--- Directive ---
Rewrite every line below as a Markdown table with two columns, Row and Line. Put a running number in Row and the line itself in Line, and leave out any blank lines.

--- Data rows ---
_ _ _

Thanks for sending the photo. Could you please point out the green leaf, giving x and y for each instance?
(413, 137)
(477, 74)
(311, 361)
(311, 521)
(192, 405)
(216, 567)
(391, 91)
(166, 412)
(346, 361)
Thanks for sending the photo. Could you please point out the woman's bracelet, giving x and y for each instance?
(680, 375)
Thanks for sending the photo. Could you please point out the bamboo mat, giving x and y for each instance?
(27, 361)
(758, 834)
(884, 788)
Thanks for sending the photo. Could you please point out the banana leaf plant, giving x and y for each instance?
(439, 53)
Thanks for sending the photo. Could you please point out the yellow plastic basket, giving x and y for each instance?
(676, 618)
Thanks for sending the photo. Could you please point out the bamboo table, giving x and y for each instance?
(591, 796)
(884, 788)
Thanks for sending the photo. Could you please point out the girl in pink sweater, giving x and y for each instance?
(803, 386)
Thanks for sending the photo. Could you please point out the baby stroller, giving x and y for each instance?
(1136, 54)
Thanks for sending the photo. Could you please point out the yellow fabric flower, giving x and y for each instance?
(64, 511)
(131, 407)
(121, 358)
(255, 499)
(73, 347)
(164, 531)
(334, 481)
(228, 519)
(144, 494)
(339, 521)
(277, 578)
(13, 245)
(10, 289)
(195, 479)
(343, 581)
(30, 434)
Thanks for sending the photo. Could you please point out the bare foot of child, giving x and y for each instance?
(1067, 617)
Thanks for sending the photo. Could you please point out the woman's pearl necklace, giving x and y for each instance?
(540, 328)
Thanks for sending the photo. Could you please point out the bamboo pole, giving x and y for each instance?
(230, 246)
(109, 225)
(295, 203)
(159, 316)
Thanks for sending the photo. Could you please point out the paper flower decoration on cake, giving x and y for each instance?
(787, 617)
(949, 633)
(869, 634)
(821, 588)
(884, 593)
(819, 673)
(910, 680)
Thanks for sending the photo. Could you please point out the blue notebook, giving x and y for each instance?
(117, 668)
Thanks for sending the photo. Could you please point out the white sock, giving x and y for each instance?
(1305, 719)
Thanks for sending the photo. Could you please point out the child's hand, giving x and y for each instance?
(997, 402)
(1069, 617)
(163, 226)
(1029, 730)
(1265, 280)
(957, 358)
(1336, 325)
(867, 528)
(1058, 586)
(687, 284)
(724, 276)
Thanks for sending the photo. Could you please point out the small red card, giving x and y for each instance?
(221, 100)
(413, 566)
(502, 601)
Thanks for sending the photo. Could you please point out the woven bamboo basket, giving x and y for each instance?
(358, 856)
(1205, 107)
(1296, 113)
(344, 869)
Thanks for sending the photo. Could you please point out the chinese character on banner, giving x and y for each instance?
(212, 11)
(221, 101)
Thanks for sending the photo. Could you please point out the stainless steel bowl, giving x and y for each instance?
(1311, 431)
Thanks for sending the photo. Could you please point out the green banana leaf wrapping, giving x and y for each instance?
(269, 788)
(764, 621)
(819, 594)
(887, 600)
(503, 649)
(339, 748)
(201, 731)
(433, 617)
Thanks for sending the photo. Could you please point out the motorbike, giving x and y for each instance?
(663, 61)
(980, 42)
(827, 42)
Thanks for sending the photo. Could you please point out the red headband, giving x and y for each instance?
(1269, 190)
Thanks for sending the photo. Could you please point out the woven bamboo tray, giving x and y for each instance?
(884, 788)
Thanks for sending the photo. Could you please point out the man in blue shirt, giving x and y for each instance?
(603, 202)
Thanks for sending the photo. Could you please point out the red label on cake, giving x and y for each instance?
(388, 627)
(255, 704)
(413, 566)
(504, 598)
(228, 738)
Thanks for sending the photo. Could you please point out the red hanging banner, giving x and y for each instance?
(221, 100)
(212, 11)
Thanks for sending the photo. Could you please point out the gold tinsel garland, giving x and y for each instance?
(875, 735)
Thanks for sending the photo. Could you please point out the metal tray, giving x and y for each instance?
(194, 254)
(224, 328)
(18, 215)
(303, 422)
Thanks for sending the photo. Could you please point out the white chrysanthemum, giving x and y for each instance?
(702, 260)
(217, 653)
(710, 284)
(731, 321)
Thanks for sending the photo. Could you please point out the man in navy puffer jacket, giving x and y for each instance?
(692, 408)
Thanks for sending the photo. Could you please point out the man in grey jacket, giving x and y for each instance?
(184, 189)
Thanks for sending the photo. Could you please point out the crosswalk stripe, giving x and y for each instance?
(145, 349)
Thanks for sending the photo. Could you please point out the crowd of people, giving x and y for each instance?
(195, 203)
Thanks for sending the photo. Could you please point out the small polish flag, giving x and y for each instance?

_ _ _

--- Response to the exercise ---
| Row | Line |
|---|---|
| 1 | Thanks for sending the photo. Could you please point out the green leaf, giving x and y for each instance? |
| 2 | (413, 137) |
| 3 | (477, 74) |
| 4 | (311, 361) |
| 5 | (311, 521) |
| 6 | (192, 405) |
| 7 | (216, 567) |
| 8 | (391, 91) |
| 9 | (166, 412) |
| 10 | (346, 361) |
| 11 | Thanks for sending the photo. Could you please point out the woman's bracelet, giving x and y for each instance? |
| 12 | (680, 375) |
| 13 | Thanks for sending the photo. Could you please point out the bamboo mat, giving x and y for each instance? |
| 14 | (27, 361) |
| 15 | (758, 834) |
| 16 | (884, 788) |
| 17 | Thanks for sending the photo. Could you please point out the banana leaf plant, giving x and y for each instance? |
| 18 | (439, 53) |
| 19 | Thanks for sending the photo. Could you please point out the yellow plastic basket, giving x and y for each instance? |
| 20 | (676, 618) |
| 21 | Thanks for sending the photo. Could you please point out the bamboo table, giving x and y for each instance? |
| 22 | (591, 796) |
| 23 | (884, 788) |
| 24 | Thanks for sending the photo. Could you please point out the girl in pink sweater, giving x and y for each instance? |
| 25 | (803, 386) |
| 26 | Thanks for sending the photo. Could you please point out the baby stroller, giving x and y for each instance? |
| 27 | (1136, 54) |
| 28 | Thanks for sending the photo. Could you please point out the yellow fabric flower, giving x and y for each instance? |
| 29 | (64, 511) |
| 30 | (131, 407) |
| 31 | (121, 358) |
| 32 | (255, 499) |
| 33 | (73, 347) |
| 34 | (164, 531) |
| 35 | (334, 481) |
| 36 | (228, 519) |
| 37 | (144, 494) |
| 38 | (339, 521) |
| 39 | (277, 578) |
| 40 | (13, 245) |
| 41 | (10, 289) |
| 42 | (195, 479) |
| 43 | (343, 581) |
| 44 | (30, 434) |
| 45 | Thanks for sending the photo. Could you please point out the bare foot of child, giving x and y for each instance? |
| 46 | (1067, 617) |
| 47 | Thanks for sending the photo. Could you please point out the woman's pearl necklace, giving x and y for each instance? |
| 48 | (540, 328) |
| 49 | Thanks for sending the photo. Could you please point out the bamboo pole, giving x and y for each instance? |
| 50 | (230, 246) |
| 51 | (109, 225) |
| 52 | (295, 203) |
| 53 | (159, 316) |
| 54 | Thanks for sending the photo. Could you please point out the paper flower decoration on cake, giving x and y for each instance? |
| 55 | (787, 617) |
| 56 | (949, 633) |
| 57 | (869, 634) |
| 58 | (821, 588) |
| 59 | (884, 593) |
| 60 | (819, 673) |
| 61 | (910, 680) |
| 62 | Thanks for sending the photo. Could you please point out the blue notebook, giving x and y for each instance? |
| 63 | (117, 668) |
| 64 | Thanks for sending the photo. Could you please point out the white sock, giving x and y for each instance? |
| 65 | (1305, 719) |
| 66 | Thanks for sending the photo. Could you please point out the child's hand, giving x and y for each instance? |
| 67 | (997, 402) |
| 68 | (1069, 617) |
| 69 | (163, 226) |
| 70 | (1029, 730) |
| 71 | (1265, 280) |
| 72 | (957, 358) |
| 73 | (1336, 325) |
| 74 | (867, 528) |
| 75 | (1058, 586) |
| 76 | (687, 284) |
| 77 | (724, 276) |
| 78 | Thanks for sending the photo. Could you please point out the small red card, giving x and y for each instance? |
| 79 | (221, 100) |
| 80 | (413, 566) |
| 81 | (502, 601) |
| 82 | Thanks for sending the photo. Could you please point out the woven bamboo basket, giving x and y for each instance? |
| 83 | (358, 856) |
| 84 | (1205, 107) |
| 85 | (1296, 113) |
| 86 | (344, 869) |
| 87 | Thanks for sending the photo. Could you please point out the chinese character on banner, giving x and y for each instance? |
| 88 | (212, 11) |
| 89 | (221, 101) |
| 90 | Thanks for sending the photo. Could you please point out the stainless steel bowl, giving x and y for each instance? |
| 91 | (1311, 431) |
| 92 | Thanks for sending the photo. Could you please point out the green banana leaf wrapping, giving x and y for each instance? |
| 93 | (269, 788) |
| 94 | (764, 621) |
| 95 | (819, 594) |
| 96 | (887, 600) |
| 97 | (503, 649) |
| 98 | (339, 748) |
| 99 | (201, 731) |
| 100 | (433, 617) |
| 101 | Thanks for sending the photo. Could you please point out the motorbike, giving x and y for each instance? |
| 102 | (663, 61) |
| 103 | (980, 42) |
| 104 | (827, 42) |
| 105 | Thanks for sending the photo. Could you please point out the red headband, giving x and y for each instance? |
| 106 | (1269, 190) |
| 107 | Thanks for sending the photo. Could you please point out the woven bamboo tray, giving x and y for each instance? |
| 108 | (884, 788) |
| 109 | Thanks for sending the photo. Could you please point out the man in blue shirt, giving x and y for each instance? |
| 110 | (603, 202) |
| 111 | Thanks for sending the photo. Could you please point out the red label on cake, giving x and y for each instance? |
| 112 | (388, 627) |
| 113 | (255, 704) |
| 114 | (413, 566) |
| 115 | (504, 598) |
| 116 | (228, 738) |
| 117 | Thanks for sending the photo. Could you please point out the red hanging banner, giving x and y for each instance? |
| 118 | (221, 100) |
| 119 | (212, 11) |
| 120 | Thanks for sending the photo. Could you please point out the gold tinsel garland, giving x and y for each instance? |
| 121 | (875, 735) |
| 122 | Thanks for sending the photo. Could you please point out the metal tray, giving x and y for each instance? |
| 123 | (194, 254) |
| 124 | (224, 328) |
| 125 | (18, 215) |
| 126 | (303, 422) |
| 127 | Thanks for sending the photo. Could you please point out the white chrysanthemum, giving x and y for each instance? |
| 128 | (702, 260) |
| 129 | (217, 653) |
| 130 | (710, 284) |
| 131 | (731, 321) |
| 132 | Thanks for sending the photo. Could you please point out the man in navy puffer jacket, giving x and y for each instance? |
| 133 | (692, 408) |
| 134 | Thanks for sending the photo. Could you please point out the man in grey jacket, giving x and y for each instance? |
| 135 | (184, 189) |
| 136 | Thanks for sending the photo. Could you please point out the crosswalk stripe, giving x and y for each instance? |
| 137 | (145, 349) |
| 138 | Thanks for sending the photo. Could you please point out the crowd of people, giving x and y for each instance? |
| 139 | (195, 203) |
| 140 | Thanks for sending the photo. Could you please point out the small polish flag, giving x and y for each instance? |